EXERCISE TASK:
Look for "Where can the bare" in the records below, then copy that line and every line after it, exactly and with nothing added.
☆ ☆ ☆ ☆ ☆ ☆ ☆
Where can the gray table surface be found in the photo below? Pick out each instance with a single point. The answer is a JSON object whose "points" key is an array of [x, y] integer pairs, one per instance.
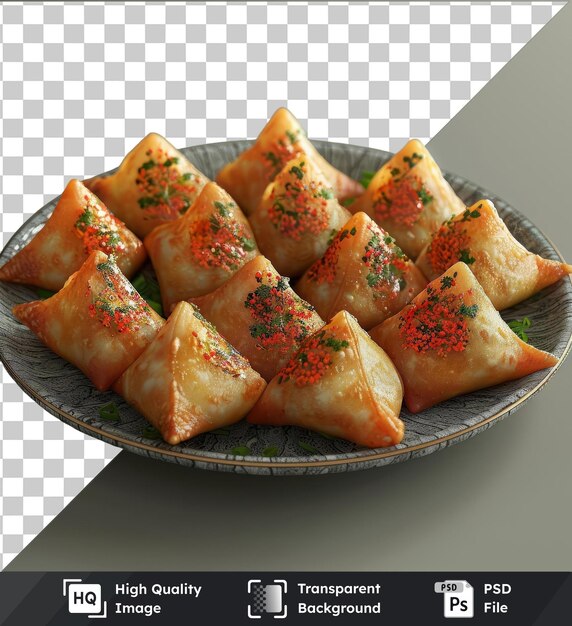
{"points": [[500, 501]]}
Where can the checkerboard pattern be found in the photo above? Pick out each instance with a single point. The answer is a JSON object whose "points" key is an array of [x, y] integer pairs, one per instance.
{"points": [[81, 84]]}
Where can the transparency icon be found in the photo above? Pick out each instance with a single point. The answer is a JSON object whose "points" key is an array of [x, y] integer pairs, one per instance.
{"points": [[267, 599]]}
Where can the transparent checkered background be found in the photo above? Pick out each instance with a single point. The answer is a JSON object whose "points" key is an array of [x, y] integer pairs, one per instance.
{"points": [[81, 84]]}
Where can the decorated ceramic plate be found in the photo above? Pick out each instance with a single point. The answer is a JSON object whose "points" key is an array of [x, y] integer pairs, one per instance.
{"points": [[63, 390]]}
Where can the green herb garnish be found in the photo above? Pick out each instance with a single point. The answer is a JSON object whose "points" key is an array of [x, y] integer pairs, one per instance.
{"points": [[469, 311], [270, 451], [109, 412], [519, 328], [149, 290], [241, 451], [150, 432], [307, 447], [365, 178], [44, 293]]}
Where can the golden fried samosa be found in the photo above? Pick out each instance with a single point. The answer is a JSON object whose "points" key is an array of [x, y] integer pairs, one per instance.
{"points": [[154, 184], [280, 141], [97, 321], [451, 340], [189, 380], [340, 383], [197, 253], [409, 198], [363, 272], [506, 270], [79, 225], [260, 315], [296, 217]]}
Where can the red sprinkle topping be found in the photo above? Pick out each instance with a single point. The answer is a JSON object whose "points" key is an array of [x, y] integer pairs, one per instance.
{"points": [[324, 269], [386, 264], [439, 322], [118, 305], [98, 229], [283, 150], [401, 201], [451, 243], [280, 317], [217, 351], [220, 241], [313, 359], [164, 191], [301, 207]]}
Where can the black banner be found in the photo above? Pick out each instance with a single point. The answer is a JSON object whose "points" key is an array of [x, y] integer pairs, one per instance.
{"points": [[247, 598]]}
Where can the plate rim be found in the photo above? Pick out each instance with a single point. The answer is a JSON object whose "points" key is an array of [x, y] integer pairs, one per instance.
{"points": [[362, 461]]}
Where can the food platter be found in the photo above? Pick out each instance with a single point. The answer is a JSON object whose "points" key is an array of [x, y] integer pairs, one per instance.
{"points": [[245, 448]]}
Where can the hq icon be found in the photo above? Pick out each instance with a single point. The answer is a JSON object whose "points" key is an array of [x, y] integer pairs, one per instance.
{"points": [[84, 598], [458, 598]]}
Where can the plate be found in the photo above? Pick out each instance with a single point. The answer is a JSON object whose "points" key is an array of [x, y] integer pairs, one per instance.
{"points": [[244, 448]]}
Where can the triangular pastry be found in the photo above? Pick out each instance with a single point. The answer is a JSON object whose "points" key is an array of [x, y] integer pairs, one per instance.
{"points": [[280, 141], [409, 198], [79, 225], [506, 270], [340, 383], [296, 217], [363, 272], [189, 380], [451, 340], [97, 321], [260, 315], [197, 253], [154, 184]]}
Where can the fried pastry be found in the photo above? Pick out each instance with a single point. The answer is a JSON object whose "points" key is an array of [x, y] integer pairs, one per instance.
{"points": [[506, 270], [97, 321], [260, 315], [363, 272], [340, 383], [189, 380], [154, 184], [280, 141], [451, 340], [296, 217], [409, 198], [79, 225], [194, 255]]}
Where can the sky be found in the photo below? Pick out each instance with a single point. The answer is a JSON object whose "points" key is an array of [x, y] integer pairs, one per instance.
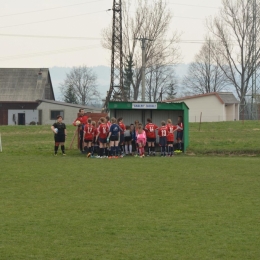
{"points": [[67, 33]]}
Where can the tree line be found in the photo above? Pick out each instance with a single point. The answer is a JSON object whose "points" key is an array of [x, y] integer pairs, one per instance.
{"points": [[228, 58]]}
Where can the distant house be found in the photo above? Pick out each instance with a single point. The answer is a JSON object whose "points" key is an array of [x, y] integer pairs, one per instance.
{"points": [[27, 97], [49, 109], [19, 90], [211, 107]]}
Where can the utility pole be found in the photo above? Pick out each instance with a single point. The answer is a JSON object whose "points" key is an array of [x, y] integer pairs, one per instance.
{"points": [[116, 90], [254, 107], [143, 46]]}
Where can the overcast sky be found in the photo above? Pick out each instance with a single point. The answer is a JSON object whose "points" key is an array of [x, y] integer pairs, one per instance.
{"points": [[23, 23]]}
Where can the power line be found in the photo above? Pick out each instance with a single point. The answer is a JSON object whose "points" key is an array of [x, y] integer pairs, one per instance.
{"points": [[49, 36], [48, 52], [51, 19], [47, 9], [81, 38], [185, 17]]}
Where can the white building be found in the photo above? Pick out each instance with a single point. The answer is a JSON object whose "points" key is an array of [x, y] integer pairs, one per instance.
{"points": [[211, 107], [50, 109]]}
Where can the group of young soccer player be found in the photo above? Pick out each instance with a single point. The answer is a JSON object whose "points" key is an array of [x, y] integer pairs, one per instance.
{"points": [[113, 139]]}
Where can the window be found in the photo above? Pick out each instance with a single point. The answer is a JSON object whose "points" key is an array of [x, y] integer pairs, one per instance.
{"points": [[55, 113]]}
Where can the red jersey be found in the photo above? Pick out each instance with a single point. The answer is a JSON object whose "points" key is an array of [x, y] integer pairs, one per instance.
{"points": [[122, 126], [180, 127], [171, 128], [109, 124], [150, 130], [88, 131], [103, 130], [163, 131], [83, 120], [95, 132]]}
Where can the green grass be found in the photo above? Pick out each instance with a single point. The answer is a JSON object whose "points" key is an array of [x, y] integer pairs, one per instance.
{"points": [[238, 138], [187, 207]]}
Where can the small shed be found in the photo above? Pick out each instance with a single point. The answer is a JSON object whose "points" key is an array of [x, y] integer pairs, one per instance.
{"points": [[211, 107], [49, 109], [131, 111]]}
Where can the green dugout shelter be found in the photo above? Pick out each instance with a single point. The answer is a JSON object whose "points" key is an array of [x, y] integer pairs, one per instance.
{"points": [[131, 111]]}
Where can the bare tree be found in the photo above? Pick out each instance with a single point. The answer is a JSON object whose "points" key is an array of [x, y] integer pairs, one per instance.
{"points": [[82, 80], [204, 74], [150, 19], [235, 49], [161, 83]]}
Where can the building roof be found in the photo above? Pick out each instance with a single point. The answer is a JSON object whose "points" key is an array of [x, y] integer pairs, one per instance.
{"points": [[223, 97], [25, 84], [68, 104]]}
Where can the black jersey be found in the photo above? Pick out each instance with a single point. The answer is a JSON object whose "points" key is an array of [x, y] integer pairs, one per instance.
☆ ☆ ☆ ☆ ☆ ☆ ☆
TASK ANSWER:
Where can the bare tree be found in the photo above? Pick out each instance with a single point. The answer is a JSON object whose "points" key is an array of [x, y] integer pairs, one per instance.
{"points": [[82, 80], [204, 74], [150, 19], [235, 49], [161, 83]]}
Where can the building roof be found in the photo above? Pick out each instance with a single point. The answer is a JSON object whose "points" key is an array of [x, y] integer pairs, one per instance.
{"points": [[223, 97], [25, 84], [68, 104]]}
Where can the black jersey be found in the photo above? Pick out each instance with a single point. The answer is a JSON object whose "points" key is an array of [x, y] integer pairs, one per instance.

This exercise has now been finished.